(Stored data entries)

○ ○ ○

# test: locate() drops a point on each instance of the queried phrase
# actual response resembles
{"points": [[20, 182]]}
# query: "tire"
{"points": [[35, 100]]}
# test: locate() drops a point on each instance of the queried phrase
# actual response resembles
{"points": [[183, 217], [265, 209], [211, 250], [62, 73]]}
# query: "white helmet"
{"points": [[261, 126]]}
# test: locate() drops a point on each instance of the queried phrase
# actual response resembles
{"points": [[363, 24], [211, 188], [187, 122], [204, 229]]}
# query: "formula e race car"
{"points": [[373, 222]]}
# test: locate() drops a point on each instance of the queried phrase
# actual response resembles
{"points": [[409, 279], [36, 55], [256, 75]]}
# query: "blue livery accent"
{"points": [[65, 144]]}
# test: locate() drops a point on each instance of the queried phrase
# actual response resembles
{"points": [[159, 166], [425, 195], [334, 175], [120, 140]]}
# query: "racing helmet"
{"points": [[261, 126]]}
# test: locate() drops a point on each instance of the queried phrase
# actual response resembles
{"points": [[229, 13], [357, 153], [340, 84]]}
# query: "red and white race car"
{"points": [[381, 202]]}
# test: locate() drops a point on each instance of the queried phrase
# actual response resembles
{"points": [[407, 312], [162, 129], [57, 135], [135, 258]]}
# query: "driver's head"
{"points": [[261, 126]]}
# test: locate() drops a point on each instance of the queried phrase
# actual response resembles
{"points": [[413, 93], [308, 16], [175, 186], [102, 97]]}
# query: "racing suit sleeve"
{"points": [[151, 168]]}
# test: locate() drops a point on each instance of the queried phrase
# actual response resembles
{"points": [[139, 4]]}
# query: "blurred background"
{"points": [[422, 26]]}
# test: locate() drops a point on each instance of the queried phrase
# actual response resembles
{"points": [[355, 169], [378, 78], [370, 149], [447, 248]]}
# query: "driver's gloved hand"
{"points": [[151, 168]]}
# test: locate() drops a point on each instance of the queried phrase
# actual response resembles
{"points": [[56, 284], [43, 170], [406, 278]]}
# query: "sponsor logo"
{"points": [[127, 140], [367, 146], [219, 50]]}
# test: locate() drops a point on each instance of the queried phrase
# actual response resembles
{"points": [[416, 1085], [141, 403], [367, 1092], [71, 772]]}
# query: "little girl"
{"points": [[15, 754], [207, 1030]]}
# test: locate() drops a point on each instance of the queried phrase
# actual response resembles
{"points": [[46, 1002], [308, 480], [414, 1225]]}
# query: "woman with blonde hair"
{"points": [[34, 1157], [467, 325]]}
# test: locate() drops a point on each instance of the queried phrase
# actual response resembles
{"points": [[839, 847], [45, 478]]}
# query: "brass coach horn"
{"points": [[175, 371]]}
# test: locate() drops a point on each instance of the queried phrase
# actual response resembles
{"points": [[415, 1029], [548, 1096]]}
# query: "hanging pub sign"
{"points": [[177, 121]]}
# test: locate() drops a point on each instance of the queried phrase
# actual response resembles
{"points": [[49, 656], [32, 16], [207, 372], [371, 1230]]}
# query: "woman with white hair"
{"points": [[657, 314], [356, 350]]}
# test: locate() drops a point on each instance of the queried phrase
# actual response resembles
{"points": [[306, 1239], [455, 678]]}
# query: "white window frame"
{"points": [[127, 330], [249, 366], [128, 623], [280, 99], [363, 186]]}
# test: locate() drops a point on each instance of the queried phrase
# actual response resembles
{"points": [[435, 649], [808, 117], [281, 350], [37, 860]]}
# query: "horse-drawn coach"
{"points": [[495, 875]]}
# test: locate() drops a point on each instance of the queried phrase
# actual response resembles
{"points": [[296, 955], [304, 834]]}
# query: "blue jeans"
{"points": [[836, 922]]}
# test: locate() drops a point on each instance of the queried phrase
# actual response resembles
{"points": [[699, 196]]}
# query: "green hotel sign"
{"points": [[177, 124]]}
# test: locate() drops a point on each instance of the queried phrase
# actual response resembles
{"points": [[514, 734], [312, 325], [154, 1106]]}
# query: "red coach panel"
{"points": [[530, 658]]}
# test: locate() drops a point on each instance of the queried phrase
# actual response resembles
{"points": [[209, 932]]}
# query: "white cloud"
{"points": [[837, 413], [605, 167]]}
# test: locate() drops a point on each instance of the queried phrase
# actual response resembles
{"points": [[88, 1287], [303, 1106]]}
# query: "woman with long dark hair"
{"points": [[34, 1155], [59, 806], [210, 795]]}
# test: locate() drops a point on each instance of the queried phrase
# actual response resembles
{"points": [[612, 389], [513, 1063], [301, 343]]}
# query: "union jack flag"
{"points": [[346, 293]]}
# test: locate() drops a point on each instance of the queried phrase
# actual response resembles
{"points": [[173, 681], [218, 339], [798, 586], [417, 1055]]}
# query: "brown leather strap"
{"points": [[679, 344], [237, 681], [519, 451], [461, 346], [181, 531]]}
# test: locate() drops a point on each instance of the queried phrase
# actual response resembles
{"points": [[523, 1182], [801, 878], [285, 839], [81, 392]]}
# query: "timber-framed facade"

○ ○ ○

→ **Task directions**: With no line omitted, copy all the data exactly.

→ **Result**:
# test: locate() drops a point on each instance of the queried phrase
# actual response resembles
{"points": [[20, 182]]}
# query: "tire"
{"points": [[35, 100]]}
# test: locate() drops a point on each instance of the queried phrase
# actual response resembles
{"points": [[183, 217], [265, 209], [211, 250], [62, 73]]}
# query: "white helmet"
{"points": [[261, 126]]}
# test: locate() drops a point on each instance of the queried phrase
# actual response resembles
{"points": [[363, 24], [211, 188], [187, 122], [204, 229]]}
# query: "formula e race car"
{"points": [[373, 222]]}
# test: locate() drops a point on each instance of the queried phrase
# actual response resembles
{"points": [[409, 279], [36, 55], [256, 75]]}
# query: "blue livery accent"
{"points": [[65, 144]]}
# test: locate() drops a point on each instance of the queried phrase
# actual response resembles
{"points": [[159, 166], [425, 195], [334, 175], [120, 140]]}
# query: "racing helmet"
{"points": [[261, 126]]}
# test: locate() drops a point on each instance of the queried phrase
# actual response resembles
{"points": [[229, 13], [357, 153], [340, 84]]}
# query: "red and white race car"
{"points": [[381, 202]]}
# test: locate() drops a point on each instance of the queried phrase
# actual response resembles
{"points": [[407, 312], [162, 129], [57, 135], [135, 258]]}
# query: "driver's head"
{"points": [[261, 126]]}
# test: locate() drops a point on each instance of the queried phrase
# actual response resembles
{"points": [[413, 93], [308, 16], [175, 186], [102, 97]]}
# query: "racing suit sleeve"
{"points": [[151, 168]]}
# test: locate() drops a point on each instance of the queried phrase
# actual response resembles
{"points": [[139, 4]]}
# query: "blurred background"
{"points": [[422, 26]]}
# test: locate() drops a point on each instance of the queried phrase
# actual response resembles
{"points": [[355, 169], [378, 78], [370, 149], [447, 248]]}
# query: "driver's gloved hand"
{"points": [[151, 168]]}
# test: locate() drops a point on each instance of the queried phrase
# actual response resembles
{"points": [[56, 284], [43, 170], [406, 278]]}
# query: "sponsor logo"
{"points": [[127, 140], [367, 146], [219, 50]]}
# test: locate() drops a point on each instance of the queried phrase
# actual response resembles
{"points": [[416, 1085], [141, 403], [367, 1092], [71, 772]]}
# query: "little girl"
{"points": [[15, 754], [207, 1030]]}
# test: locate() drops a point on each instance of the queried phrase
# actual response resembles
{"points": [[46, 1002], [308, 480], [414, 1225]]}
# query: "woman with blonde hair"
{"points": [[34, 1157], [467, 325]]}
# test: locate() drops a point on each instance of the queried phrase
# actual response resembles
{"points": [[839, 847], [45, 478]]}
# query: "brass coach horn"
{"points": [[175, 371]]}
# test: locate() drops a point on each instance of the queried phrase
# actual response resembles
{"points": [[415, 1029], [548, 1096]]}
# query: "hanging pub sign"
{"points": [[177, 121]]}
# test: locate() drops a point on each instance of the queried phrase
# actual response resembles
{"points": [[49, 656], [32, 16], [207, 372], [371, 1230]]}
# query: "woman with white hair"
{"points": [[657, 314], [356, 350]]}
# test: locate() drops a point on each instance of the queried phrase
# actual response resembles
{"points": [[306, 1239], [455, 678]]}
# query: "white window frame"
{"points": [[127, 330], [249, 366], [128, 623], [280, 99], [363, 186]]}
# test: locate() drops a point on each instance of the queried phrase
# actual response resembles
{"points": [[435, 649], [808, 117], [281, 350], [37, 860]]}
# query: "horse-drawn coach"
{"points": [[495, 875]]}
# test: locate() drops a point on each instance of the queried phrase
# actual response resembles
{"points": [[296, 955], [304, 834]]}
# query: "blue jeans"
{"points": [[836, 922]]}
# test: locate() drops a point on each instance of the queried phrase
# actual response resembles
{"points": [[699, 196]]}
# query: "green hotel sign"
{"points": [[177, 124]]}
# test: locate() drops a point on each instance of the queried phrase
# actual response resembles
{"points": [[514, 734], [312, 325], [154, 1106]]}
# query: "red coach panel"
{"points": [[530, 658]]}
# test: locate() drops a point on each instance of the queried phrase
# actual response resembles
{"points": [[209, 932]]}
# query: "white cloud"
{"points": [[837, 413], [605, 167]]}
# test: locate() drops a point on each instance of the queried phrase
# actual response resembles
{"points": [[88, 1287], [303, 1106]]}
# query: "woman with long dark hair"
{"points": [[34, 1155], [59, 806], [210, 795]]}
# test: locate() drops a point on each instance of the queried phrase
# actual response resembles
{"points": [[612, 389], [513, 1063], [301, 343]]}
# query: "union jack flag"
{"points": [[346, 293]]}
# test: locate() drops a point on each instance of the queried phrase
# actual response resembles
{"points": [[173, 681], [218, 339], [798, 586], [417, 1055]]}
# query: "brown leather strap"
{"points": [[679, 344], [237, 681], [519, 451], [461, 346], [181, 531]]}
# test: locate() drops a point on each instance of the queried phrase
# actual response resembles
{"points": [[523, 1182], [801, 878], [285, 839], [81, 392]]}
# query: "timber-framed facade"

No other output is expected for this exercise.